▶ _Assignment_: The records follow. Count the lines holding "below" and give only the number.

(Collected data)
- - - - - - -

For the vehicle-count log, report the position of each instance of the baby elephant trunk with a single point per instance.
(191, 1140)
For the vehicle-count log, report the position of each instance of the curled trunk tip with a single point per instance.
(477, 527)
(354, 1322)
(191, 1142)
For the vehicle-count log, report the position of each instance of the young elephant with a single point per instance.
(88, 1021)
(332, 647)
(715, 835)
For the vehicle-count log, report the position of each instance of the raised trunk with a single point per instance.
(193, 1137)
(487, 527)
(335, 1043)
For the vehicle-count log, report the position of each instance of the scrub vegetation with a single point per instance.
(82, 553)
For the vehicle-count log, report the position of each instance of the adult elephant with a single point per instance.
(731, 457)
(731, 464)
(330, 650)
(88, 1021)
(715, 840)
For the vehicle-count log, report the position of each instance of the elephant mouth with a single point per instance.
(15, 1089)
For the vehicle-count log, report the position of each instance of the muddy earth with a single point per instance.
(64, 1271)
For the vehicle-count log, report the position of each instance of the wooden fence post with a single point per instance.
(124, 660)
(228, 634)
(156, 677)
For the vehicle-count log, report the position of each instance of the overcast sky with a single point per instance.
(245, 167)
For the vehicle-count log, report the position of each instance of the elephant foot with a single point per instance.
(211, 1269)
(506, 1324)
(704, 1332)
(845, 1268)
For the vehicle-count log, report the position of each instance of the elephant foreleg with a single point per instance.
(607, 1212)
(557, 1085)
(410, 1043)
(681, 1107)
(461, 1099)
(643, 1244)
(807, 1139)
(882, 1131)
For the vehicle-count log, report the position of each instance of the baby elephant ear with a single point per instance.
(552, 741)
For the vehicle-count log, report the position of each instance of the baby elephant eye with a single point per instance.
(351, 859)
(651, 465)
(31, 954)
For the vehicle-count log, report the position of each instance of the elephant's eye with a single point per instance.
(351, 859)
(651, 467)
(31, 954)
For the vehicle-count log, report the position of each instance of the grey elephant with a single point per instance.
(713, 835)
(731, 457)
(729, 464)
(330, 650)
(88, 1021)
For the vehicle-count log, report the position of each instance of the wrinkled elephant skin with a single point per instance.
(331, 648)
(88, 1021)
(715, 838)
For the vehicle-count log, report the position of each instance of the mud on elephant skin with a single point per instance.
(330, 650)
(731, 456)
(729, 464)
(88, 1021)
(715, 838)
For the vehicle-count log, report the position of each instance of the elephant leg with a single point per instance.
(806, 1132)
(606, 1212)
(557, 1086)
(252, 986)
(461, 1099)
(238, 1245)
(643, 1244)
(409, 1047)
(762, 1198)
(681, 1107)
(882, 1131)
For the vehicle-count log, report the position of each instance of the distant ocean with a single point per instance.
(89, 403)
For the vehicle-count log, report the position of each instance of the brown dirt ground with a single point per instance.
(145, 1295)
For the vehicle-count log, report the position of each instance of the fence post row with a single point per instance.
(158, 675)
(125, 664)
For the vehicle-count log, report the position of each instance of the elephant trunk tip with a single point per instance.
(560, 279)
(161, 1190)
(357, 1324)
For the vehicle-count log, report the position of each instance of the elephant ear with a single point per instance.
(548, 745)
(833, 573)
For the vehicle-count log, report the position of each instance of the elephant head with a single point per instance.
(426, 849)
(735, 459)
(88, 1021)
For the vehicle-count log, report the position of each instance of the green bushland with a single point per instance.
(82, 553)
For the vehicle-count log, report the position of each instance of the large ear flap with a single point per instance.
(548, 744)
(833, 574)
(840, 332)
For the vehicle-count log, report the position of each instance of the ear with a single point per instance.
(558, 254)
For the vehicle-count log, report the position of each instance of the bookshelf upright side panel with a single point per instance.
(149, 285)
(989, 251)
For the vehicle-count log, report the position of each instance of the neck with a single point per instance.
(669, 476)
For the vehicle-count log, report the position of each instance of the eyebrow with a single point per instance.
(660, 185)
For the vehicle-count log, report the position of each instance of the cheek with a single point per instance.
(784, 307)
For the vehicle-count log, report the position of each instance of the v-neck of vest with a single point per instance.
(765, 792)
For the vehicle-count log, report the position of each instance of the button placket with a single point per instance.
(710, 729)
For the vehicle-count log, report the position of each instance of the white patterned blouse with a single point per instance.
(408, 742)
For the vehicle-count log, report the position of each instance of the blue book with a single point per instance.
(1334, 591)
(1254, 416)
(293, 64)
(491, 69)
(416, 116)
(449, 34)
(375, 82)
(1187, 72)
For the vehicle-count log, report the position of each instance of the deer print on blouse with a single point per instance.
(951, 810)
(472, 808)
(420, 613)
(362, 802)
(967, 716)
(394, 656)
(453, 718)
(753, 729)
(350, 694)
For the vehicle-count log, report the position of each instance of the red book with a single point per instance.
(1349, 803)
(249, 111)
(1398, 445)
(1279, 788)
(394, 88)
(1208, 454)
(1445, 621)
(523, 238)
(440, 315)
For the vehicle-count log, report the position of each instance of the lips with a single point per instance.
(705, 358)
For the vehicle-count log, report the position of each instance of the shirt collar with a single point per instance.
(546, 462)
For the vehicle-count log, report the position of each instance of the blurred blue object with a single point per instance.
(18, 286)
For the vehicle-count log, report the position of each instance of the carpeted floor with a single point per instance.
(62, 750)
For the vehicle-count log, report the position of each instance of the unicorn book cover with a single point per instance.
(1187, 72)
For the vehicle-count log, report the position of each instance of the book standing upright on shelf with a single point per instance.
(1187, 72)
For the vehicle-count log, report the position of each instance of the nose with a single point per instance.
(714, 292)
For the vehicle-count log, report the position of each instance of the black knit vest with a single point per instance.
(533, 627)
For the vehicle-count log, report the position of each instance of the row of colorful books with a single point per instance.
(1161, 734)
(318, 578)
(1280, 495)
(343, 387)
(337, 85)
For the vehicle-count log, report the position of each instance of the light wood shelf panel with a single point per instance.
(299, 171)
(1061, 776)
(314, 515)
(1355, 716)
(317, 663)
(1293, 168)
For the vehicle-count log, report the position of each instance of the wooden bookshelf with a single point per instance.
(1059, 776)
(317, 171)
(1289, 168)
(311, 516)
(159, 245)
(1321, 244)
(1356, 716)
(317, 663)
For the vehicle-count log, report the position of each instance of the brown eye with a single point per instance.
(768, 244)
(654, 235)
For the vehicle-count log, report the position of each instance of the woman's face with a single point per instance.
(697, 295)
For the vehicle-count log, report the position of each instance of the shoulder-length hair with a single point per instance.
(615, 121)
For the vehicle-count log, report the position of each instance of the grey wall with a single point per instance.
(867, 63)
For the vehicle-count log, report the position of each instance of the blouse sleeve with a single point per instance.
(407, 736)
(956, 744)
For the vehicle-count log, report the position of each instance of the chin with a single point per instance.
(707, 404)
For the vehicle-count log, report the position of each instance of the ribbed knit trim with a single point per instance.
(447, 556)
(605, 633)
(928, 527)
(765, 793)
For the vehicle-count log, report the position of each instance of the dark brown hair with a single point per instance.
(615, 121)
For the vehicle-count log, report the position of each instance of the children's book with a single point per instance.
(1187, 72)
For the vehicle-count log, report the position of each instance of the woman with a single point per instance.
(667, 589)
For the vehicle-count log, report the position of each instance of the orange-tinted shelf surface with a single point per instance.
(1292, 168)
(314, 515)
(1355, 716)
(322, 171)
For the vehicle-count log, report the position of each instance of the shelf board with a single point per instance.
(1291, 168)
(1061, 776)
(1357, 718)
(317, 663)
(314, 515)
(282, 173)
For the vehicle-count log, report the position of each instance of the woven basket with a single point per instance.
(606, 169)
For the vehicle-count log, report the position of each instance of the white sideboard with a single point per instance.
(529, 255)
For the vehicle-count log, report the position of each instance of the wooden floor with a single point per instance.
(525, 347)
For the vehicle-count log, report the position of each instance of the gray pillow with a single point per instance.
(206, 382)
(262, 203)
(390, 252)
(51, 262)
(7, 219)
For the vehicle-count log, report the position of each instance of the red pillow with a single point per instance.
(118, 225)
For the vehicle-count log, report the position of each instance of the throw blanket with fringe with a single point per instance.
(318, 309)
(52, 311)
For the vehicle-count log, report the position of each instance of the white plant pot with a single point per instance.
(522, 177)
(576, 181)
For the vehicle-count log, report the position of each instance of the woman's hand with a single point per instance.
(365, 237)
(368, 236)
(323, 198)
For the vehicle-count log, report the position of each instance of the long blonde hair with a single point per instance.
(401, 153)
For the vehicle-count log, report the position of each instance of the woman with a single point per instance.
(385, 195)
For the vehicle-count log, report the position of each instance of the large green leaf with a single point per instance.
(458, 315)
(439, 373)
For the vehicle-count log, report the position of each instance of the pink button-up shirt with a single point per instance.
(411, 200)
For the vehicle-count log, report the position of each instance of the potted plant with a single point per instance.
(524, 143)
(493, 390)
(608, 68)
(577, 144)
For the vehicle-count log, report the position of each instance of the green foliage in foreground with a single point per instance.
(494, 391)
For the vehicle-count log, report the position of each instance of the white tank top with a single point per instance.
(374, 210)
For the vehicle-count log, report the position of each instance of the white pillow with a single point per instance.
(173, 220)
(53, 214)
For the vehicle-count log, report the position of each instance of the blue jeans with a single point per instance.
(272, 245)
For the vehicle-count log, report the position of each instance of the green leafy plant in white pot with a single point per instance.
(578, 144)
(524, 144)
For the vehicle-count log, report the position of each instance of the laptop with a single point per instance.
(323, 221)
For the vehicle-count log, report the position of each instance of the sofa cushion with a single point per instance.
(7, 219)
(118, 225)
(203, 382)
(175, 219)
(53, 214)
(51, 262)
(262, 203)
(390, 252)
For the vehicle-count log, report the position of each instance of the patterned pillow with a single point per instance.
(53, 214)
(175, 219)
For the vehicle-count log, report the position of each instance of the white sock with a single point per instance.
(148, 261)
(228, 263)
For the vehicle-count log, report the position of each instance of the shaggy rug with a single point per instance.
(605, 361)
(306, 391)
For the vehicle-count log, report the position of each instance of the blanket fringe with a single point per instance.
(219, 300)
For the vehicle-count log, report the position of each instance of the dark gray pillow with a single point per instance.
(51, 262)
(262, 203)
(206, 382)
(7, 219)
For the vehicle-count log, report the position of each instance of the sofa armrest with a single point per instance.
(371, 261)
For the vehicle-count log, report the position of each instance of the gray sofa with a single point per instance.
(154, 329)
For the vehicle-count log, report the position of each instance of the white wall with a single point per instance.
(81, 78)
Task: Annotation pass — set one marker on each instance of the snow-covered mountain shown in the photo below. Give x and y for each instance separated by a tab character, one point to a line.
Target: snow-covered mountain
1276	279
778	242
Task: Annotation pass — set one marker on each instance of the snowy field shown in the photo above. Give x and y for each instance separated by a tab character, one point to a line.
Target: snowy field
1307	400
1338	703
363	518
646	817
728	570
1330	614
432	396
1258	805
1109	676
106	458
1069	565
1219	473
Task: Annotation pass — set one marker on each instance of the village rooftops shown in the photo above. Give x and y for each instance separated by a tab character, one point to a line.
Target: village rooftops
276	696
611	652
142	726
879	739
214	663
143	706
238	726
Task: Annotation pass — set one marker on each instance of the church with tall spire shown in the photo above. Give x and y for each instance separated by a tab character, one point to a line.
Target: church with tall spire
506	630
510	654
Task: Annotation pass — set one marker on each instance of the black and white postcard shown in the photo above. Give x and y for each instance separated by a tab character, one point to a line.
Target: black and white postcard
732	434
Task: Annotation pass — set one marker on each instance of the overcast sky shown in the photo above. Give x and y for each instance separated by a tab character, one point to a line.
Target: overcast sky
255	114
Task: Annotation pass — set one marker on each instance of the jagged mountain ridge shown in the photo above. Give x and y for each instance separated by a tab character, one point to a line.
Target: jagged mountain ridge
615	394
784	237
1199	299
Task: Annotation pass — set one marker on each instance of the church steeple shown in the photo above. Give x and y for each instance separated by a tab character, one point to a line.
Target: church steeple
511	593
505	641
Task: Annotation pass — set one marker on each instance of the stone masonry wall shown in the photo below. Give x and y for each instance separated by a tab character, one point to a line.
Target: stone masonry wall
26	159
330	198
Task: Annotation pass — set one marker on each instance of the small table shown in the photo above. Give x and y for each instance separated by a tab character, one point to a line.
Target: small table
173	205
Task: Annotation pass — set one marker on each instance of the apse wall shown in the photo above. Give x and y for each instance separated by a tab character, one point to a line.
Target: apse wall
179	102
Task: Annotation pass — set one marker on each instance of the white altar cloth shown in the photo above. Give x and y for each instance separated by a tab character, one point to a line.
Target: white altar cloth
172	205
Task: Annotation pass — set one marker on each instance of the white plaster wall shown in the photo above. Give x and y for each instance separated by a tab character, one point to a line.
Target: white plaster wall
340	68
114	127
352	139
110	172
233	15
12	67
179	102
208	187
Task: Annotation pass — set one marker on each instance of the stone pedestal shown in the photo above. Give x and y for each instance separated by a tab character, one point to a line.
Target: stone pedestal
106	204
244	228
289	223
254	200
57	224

- - - - - - -

▶ _Solved problem_: 2